#### Directions
How many lines in the data below contain the string "shape", counting case as significant? Give only the number.

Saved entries
——————
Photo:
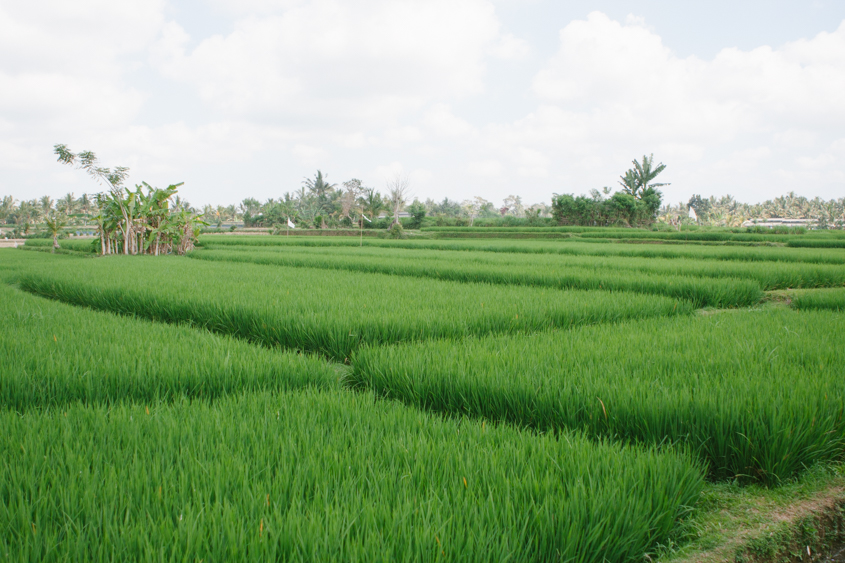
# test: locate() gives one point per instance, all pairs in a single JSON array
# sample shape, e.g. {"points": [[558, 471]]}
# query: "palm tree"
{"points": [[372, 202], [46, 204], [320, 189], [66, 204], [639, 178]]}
——————
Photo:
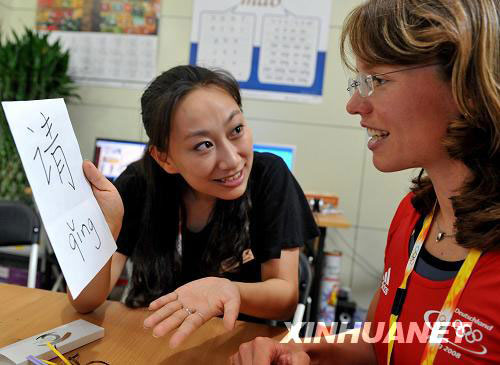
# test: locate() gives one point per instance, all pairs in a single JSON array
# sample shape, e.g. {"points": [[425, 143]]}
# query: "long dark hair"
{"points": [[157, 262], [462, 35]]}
——————
#### Task response
2